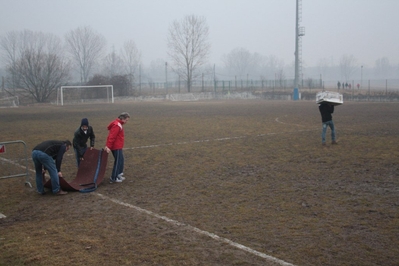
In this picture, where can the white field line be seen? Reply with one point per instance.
(189, 227)
(199, 231)
(210, 140)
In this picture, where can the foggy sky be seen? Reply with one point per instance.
(366, 29)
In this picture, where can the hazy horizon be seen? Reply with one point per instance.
(362, 28)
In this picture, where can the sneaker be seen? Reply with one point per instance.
(61, 192)
(117, 180)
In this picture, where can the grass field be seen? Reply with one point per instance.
(212, 183)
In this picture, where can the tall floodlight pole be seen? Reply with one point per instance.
(299, 32)
(296, 46)
(166, 77)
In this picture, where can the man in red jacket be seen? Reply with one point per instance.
(115, 142)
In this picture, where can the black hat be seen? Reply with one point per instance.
(84, 122)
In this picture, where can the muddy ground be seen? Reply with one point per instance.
(250, 172)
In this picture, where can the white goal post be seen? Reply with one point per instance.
(85, 94)
(12, 101)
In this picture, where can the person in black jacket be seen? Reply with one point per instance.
(82, 134)
(48, 156)
(326, 111)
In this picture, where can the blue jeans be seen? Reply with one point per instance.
(323, 134)
(118, 163)
(41, 159)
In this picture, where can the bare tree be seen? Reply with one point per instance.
(188, 47)
(131, 58)
(86, 48)
(239, 61)
(113, 64)
(347, 65)
(35, 63)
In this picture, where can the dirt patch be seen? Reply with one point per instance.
(253, 172)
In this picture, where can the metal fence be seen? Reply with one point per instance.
(14, 160)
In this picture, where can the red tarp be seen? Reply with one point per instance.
(95, 161)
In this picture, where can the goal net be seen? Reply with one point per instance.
(9, 102)
(85, 94)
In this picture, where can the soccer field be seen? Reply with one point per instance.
(212, 183)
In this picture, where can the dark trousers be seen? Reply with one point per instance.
(118, 163)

What the task requires » Reproduce the whole listing above with every "instance" swapped for "occurrence" and nothing else changed, leaving out the pictures.

Worked answer »
In this picture, where can the white field line be seen? Reply with one point per occurrence.
(189, 227)
(199, 231)
(210, 140)
In this picture, where can the foggy sky be seen? Reply with one point per occurrence.
(366, 29)
In this picture, where can the hazy horizon be seen? Reply with one point per occurrence.
(362, 28)
In this picture, where can the sneaker be seen? Reply with one point per occurrence.
(61, 192)
(117, 180)
In this picture, where can the grass field be seen? Reply with one point per occurrence.
(212, 183)
In this picture, where can the tall floodlight pole be seen? Reply with one point per occurrence.
(299, 32)
(296, 46)
(166, 77)
In this picture, where can the man in red jacket be seen? Reply with one point per occurrence.
(115, 142)
In this picture, where can the black hat be seen? Reply with one point per occurrence.
(84, 122)
In this picture, where can the muddy ground be seen? Reply with one point per occurrence.
(250, 172)
In this picture, where can the white goal post be seen? Reply with one point per occurrence.
(85, 94)
(12, 101)
In this picture, where can the person in black jacket be seen? Reply with one point per occurrence.
(82, 134)
(48, 156)
(326, 111)
In this picture, where can the blue jeans be seen? Reply with one point per occurrence.
(323, 134)
(118, 163)
(41, 159)
In this picture, where can the bare tree be seen? Reply with one point per occurrence.
(188, 47)
(131, 58)
(86, 48)
(239, 61)
(113, 64)
(347, 65)
(35, 63)
In this picture, where can the dirt patch be seen? Reply with one point per occurrence.
(253, 172)
In this picture, where can the metal fence be seen? Reply with one point per occurrence.
(14, 160)
In this picture, where can the red tarp be seen? Reply with one point per occurrence.
(95, 161)
In this picture, where can the goal net be seen? Reply with one point per occurrence.
(9, 102)
(85, 94)
In this picture, where can the soccer field be seen? Reply with one point per occurrence.
(212, 183)
In this picture, where can the dark trousers be seen? Reply with one point per occurrence.
(118, 163)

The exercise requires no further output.